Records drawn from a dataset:
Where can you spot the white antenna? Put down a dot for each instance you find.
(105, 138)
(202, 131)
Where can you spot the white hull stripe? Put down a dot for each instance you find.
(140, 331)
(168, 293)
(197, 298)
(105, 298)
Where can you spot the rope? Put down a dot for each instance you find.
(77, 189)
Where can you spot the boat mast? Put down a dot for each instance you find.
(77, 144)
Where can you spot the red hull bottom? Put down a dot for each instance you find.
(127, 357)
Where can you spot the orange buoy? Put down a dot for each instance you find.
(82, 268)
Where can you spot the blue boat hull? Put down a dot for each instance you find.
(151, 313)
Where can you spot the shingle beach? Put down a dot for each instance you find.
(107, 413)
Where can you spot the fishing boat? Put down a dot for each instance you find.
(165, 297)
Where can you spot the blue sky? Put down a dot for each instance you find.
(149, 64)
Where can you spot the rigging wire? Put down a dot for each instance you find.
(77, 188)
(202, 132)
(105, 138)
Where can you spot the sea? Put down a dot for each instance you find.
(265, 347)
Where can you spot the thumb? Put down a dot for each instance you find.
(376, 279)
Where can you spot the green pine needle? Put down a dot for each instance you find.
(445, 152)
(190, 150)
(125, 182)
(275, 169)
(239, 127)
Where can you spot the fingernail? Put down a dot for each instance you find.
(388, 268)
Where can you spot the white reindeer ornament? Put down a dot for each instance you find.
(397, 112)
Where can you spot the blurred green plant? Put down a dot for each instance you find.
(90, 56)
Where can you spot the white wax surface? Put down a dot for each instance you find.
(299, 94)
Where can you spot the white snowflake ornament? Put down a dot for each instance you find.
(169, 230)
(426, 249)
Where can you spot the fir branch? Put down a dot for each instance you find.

▸ EXERCISE DIRECTIONS: Print every record above exactly as it was given.

▸ TASK RESULT:
Where can you spot the white antenna? Put down a dot for each instance you find.
(105, 138)
(202, 131)
Where can you spot the white hull stripe? Put down a dot for each instance you find.
(140, 331)
(168, 293)
(197, 298)
(105, 298)
Where can you spot the rope? Put down a dot for each instance you find.
(77, 189)
Where can you spot the boat mast? Put down a dot for each instance you find.
(77, 144)
Where can you spot the red hull bottom? Put down a dot for each instance you find.
(127, 357)
Where can you spot the orange buoy? Put down a dot for each instance you find.
(82, 268)
Where can you spot the blue boat hull? Put down a dot for each instance you find.
(151, 313)
Where can you spot the shingle beach? Put down a dot for each instance you find.
(107, 413)
Where can you spot the fishing boat? Put down a dot for each instance you find.
(165, 297)
Where can you spot the blue sky? Put down a dot for each instance you find.
(149, 64)
Where can you spot the rigging wire? Put down a dot for each instance you find.
(77, 188)
(202, 132)
(105, 138)
Where can you spot the sea? Put down a dot for each instance you find.
(265, 347)
Where can you spot the thumb? Put down a dot for each instance you find.
(376, 279)
Where can you spot the green pine needle? Put down a dot for each instance you find.
(445, 152)
(190, 150)
(125, 182)
(275, 169)
(239, 127)
Where can you spot the fingernail? Put down a dot for each instance you find.
(388, 268)
Where can you spot the white reindeer ornament? Put down a dot for each instance you find.
(397, 112)
Where can you spot the blurred green plant? Put down a dot for each instance you find.
(90, 56)
Where can you spot the white wax surface? Put down a dot for each instance you find.
(299, 94)
Where can you spot the white snowflake ornament? Put down a dot for each instance you find.
(169, 230)
(426, 249)
Where can you spot the fir branch? Put down a dot for each instance you find.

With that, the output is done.